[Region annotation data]
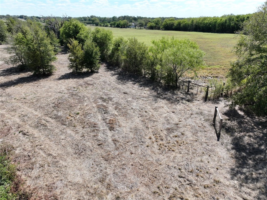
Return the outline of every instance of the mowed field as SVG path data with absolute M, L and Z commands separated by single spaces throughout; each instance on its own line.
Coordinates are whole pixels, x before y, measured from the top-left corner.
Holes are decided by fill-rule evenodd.
M 95 27 L 87 27 L 92 29 Z M 153 40 L 159 40 L 163 36 L 187 38 L 195 42 L 206 53 L 204 60 L 206 66 L 198 72 L 200 77 L 225 78 L 230 62 L 237 59 L 232 51 L 238 40 L 237 34 L 103 28 L 112 31 L 115 38 L 121 36 L 127 39 L 135 37 L 148 46 L 152 45 L 151 41 Z
M 65 52 L 38 78 L 5 64 L 8 47 L 0 45 L 0 144 L 13 147 L 32 199 L 266 199 L 262 119 L 205 102 L 194 87 L 165 88 L 105 63 L 74 74 Z

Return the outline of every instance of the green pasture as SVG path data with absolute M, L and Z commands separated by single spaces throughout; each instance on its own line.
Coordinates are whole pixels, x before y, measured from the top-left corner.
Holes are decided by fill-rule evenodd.
M 92 29 L 95 27 L 87 26 Z M 115 38 L 135 37 L 148 46 L 151 45 L 152 40 L 158 40 L 163 36 L 187 38 L 195 42 L 206 54 L 204 60 L 206 66 L 198 73 L 202 76 L 224 77 L 230 67 L 230 62 L 236 59 L 231 53 L 238 39 L 236 34 L 104 28 L 111 30 Z

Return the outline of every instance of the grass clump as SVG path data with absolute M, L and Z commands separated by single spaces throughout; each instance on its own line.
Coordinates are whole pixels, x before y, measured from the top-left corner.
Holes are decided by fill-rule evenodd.
M 29 199 L 29 195 L 21 189 L 17 166 L 8 156 L 11 149 L 10 146 L 0 146 L 0 200 Z

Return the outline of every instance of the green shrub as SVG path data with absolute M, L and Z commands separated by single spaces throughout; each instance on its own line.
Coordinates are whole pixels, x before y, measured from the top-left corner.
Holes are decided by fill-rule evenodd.
M 210 87 L 209 98 L 213 100 L 217 99 L 220 98 L 221 93 L 223 92 L 224 86 L 223 83 L 221 80 L 218 80 L 216 79 L 213 78 L 209 81 Z M 210 88 L 212 87 L 211 88 Z
M 91 37 L 99 48 L 100 59 L 103 61 L 107 60 L 113 39 L 112 32 L 97 27 L 91 33 Z
M 76 73 L 82 72 L 84 69 L 84 53 L 82 49 L 81 45 L 79 44 L 77 40 L 71 39 L 68 46 L 70 53 L 69 56 L 69 60 L 70 62 L 68 66 L 69 68 Z
M 100 52 L 96 44 L 91 40 L 87 40 L 83 47 L 82 62 L 85 68 L 92 72 L 98 71 L 100 68 Z
M 123 69 L 130 73 L 144 74 L 148 54 L 147 47 L 143 43 L 135 38 L 129 38 L 123 56 Z
M 122 37 L 119 37 L 114 40 L 109 55 L 109 62 L 112 65 L 120 67 L 122 65 L 123 57 L 127 42 L 127 41 Z

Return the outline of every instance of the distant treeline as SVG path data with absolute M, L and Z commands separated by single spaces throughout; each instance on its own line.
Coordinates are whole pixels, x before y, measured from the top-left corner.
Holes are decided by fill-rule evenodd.
M 170 18 L 164 21 L 161 29 L 165 30 L 234 33 L 242 29 L 243 22 L 251 15 L 231 14 L 221 17 L 201 17 L 176 20 Z
M 176 17 L 146 17 L 128 15 L 112 17 L 90 16 L 72 18 L 85 24 L 100 26 L 112 26 L 117 28 L 144 27 L 150 30 L 194 31 L 206 33 L 234 33 L 242 29 L 244 22 L 252 14 L 225 15 L 221 17 L 204 17 L 195 18 Z M 25 20 L 29 19 L 41 22 L 42 17 L 26 15 L 1 15 L 1 18 L 10 17 Z M 60 18 L 61 17 L 57 17 Z

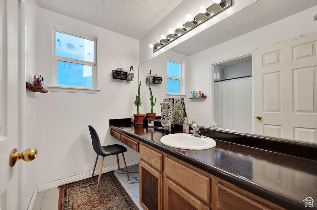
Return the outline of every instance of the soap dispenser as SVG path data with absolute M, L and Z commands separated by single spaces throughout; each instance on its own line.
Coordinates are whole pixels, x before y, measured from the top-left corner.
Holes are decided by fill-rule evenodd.
M 193 119 L 191 120 L 191 124 L 193 125 L 194 124 L 197 124 L 196 123 L 196 117 L 193 117 Z
M 184 118 L 184 123 L 183 124 L 183 133 L 189 133 L 189 125 L 188 125 L 188 118 Z

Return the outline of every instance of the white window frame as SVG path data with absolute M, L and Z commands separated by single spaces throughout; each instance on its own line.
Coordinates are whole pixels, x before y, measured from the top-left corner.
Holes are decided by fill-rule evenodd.
M 179 77 L 172 77 L 172 76 L 169 76 L 167 75 L 167 61 L 171 61 L 171 62 L 173 62 L 173 63 L 175 63 L 177 64 L 178 64 L 179 65 Z M 183 96 L 184 95 L 183 94 L 183 78 L 182 77 L 182 68 L 183 67 L 182 66 L 182 63 L 180 61 L 177 61 L 175 60 L 173 60 L 171 59 L 167 59 L 167 61 L 166 61 L 166 78 L 169 78 L 170 79 L 177 79 L 179 80 L 179 93 L 171 93 L 169 92 L 167 92 L 166 93 L 166 95 L 175 95 L 175 96 Z M 166 79 L 166 91 L 167 92 L 167 79 Z
M 53 92 L 66 92 L 87 93 L 98 93 L 100 89 L 98 89 L 98 71 L 97 62 L 97 43 L 96 38 L 90 37 L 87 35 L 80 34 L 79 32 L 74 32 L 71 29 L 66 30 L 53 27 L 52 34 L 52 85 L 49 86 L 51 91 Z M 59 32 L 74 36 L 90 40 L 94 42 L 94 61 L 93 63 L 81 60 L 66 58 L 56 55 L 56 32 Z M 84 33 L 82 33 L 82 34 Z M 92 37 L 93 36 L 92 36 Z M 92 66 L 92 86 L 87 87 L 71 85 L 58 84 L 58 61 L 69 62 L 73 63 L 83 64 Z

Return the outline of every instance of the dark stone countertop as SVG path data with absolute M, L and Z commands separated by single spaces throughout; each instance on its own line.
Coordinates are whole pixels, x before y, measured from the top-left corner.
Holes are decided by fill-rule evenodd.
M 283 145 L 278 141 L 276 144 L 267 142 L 271 145 L 272 151 L 221 138 L 222 133 L 226 139 L 231 135 L 232 139 L 243 142 L 242 134 L 237 139 L 235 135 L 237 134 L 230 132 L 204 133 L 201 129 L 204 135 L 214 139 L 217 145 L 204 150 L 188 150 L 166 146 L 160 141 L 162 136 L 181 133 L 179 131 L 165 133 L 146 125 L 131 124 L 126 120 L 110 120 L 110 127 L 286 209 L 307 209 L 303 200 L 309 196 L 317 201 L 317 161 L 275 151 L 279 150 L 275 147 Z M 250 140 L 248 138 L 246 135 L 245 142 Z M 261 139 L 254 138 L 250 145 L 254 145 L 255 141 L 261 141 L 259 144 L 266 142 L 265 138 Z M 311 153 L 314 148 L 308 148 L 307 151 Z M 317 147 L 316 149 L 317 152 Z M 317 209 L 315 202 L 309 209 Z

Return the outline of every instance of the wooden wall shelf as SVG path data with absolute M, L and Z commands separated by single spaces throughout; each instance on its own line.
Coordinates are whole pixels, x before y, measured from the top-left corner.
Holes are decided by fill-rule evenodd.
M 44 88 L 37 86 L 32 86 L 30 83 L 26 83 L 26 89 L 33 92 L 47 93 L 47 90 Z
M 207 96 L 204 96 L 203 97 L 195 97 L 195 98 L 189 98 L 190 99 L 197 99 L 199 98 L 207 98 Z

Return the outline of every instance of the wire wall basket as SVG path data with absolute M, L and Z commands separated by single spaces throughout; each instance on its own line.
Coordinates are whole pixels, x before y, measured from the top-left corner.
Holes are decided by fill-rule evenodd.
M 118 71 L 113 70 L 112 71 L 112 78 L 121 79 L 127 81 L 133 81 L 134 74 L 126 71 Z
M 146 76 L 145 82 L 147 83 L 153 83 L 153 84 L 162 84 L 163 78 L 159 77 L 154 77 L 152 76 Z

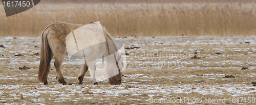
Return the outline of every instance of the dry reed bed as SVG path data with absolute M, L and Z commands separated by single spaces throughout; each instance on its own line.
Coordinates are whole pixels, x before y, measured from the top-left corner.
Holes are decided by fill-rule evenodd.
M 0 36 L 39 36 L 56 21 L 97 21 L 114 36 L 256 33 L 253 4 L 42 4 L 8 17 L 0 10 Z
M 130 55 L 121 85 L 108 84 L 106 80 L 92 85 L 89 73 L 84 84 L 79 85 L 77 79 L 83 59 L 66 57 L 61 71 L 72 85 L 58 83 L 53 60 L 49 85 L 45 86 L 37 79 L 40 55 L 34 55 L 40 51 L 40 47 L 40 47 L 40 37 L 0 37 L 6 47 L 0 48 L 0 104 L 147 104 L 150 98 L 186 97 L 203 101 L 225 98 L 224 103 L 216 104 L 230 104 L 233 101 L 229 98 L 256 97 L 256 87 L 251 84 L 255 82 L 255 36 L 114 38 L 125 48 L 141 47 L 125 50 Z M 196 51 L 200 59 L 191 58 Z M 25 56 L 14 56 L 18 54 Z M 187 65 L 162 64 L 168 61 Z M 18 69 L 23 66 L 31 69 Z M 248 69 L 242 70 L 243 66 Z M 226 75 L 235 78 L 223 78 Z

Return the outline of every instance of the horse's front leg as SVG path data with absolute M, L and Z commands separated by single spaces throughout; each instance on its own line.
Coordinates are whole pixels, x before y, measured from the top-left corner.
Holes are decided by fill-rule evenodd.
M 87 65 L 87 63 L 86 63 L 86 59 L 84 59 L 84 60 L 86 61 L 85 61 L 86 63 L 83 64 L 82 69 L 81 71 L 81 73 L 80 73 L 79 76 L 78 77 L 78 83 L 80 84 L 82 84 L 82 80 L 83 79 L 84 75 L 88 70 L 88 66 Z
M 97 85 L 98 82 L 97 82 L 95 78 L 95 71 L 96 71 L 96 61 L 94 60 L 91 61 L 91 64 L 89 66 L 89 72 L 90 75 L 91 76 L 91 79 L 92 80 L 92 83 L 94 85 Z
M 55 61 L 54 61 L 54 66 L 55 67 L 56 72 L 57 72 L 57 74 L 58 75 L 59 82 L 62 85 L 66 85 L 67 82 L 65 80 L 64 80 L 64 78 L 63 78 L 61 71 L 60 71 L 63 59 L 64 59 L 64 56 L 60 55 L 59 56 L 56 56 Z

**Do this:**
Quote the data word for word from its first line through the line containing "M 92 29 L 95", including both of those lines, and leave out the picture.

**Exercise output:**
Return the outline of every instance of the mowed field as SVG path data with absolute M, L and Z commands separated by single spaces throughout; each instance on its own line.
Coordinates are whole pixels, x before y, measured from the top-left corner.
Holes are decided by fill-rule evenodd.
M 95 27 L 87 27 L 92 29 Z M 153 40 L 159 40 L 163 36 L 187 38 L 195 42 L 206 53 L 204 60 L 206 66 L 198 72 L 200 77 L 225 78 L 230 62 L 237 59 L 232 51 L 238 40 L 237 34 L 103 28 L 112 31 L 115 38 L 121 36 L 127 39 L 135 37 L 148 46 L 152 45 L 151 41 Z
M 65 52 L 38 78 L 5 64 L 8 47 L 0 45 L 0 144 L 13 147 L 32 199 L 266 199 L 262 119 L 205 102 L 194 87 L 165 88 L 105 63 L 74 74 Z

Return the outline of every instance of the green pasture as SVG path data with absolute M, L and Z commands separated by single spaces throughout; each instance on its own line.
Coordinates are whole pixels, x before y, measured from the top-left corner.
Holes are decided by fill-rule evenodd.
M 92 29 L 95 27 L 87 26 Z M 115 38 L 135 37 L 148 46 L 151 45 L 152 40 L 158 40 L 163 36 L 187 38 L 195 42 L 206 54 L 204 60 L 206 66 L 198 73 L 202 76 L 224 77 L 230 67 L 230 62 L 236 59 L 231 53 L 238 39 L 236 34 L 104 28 L 111 30 Z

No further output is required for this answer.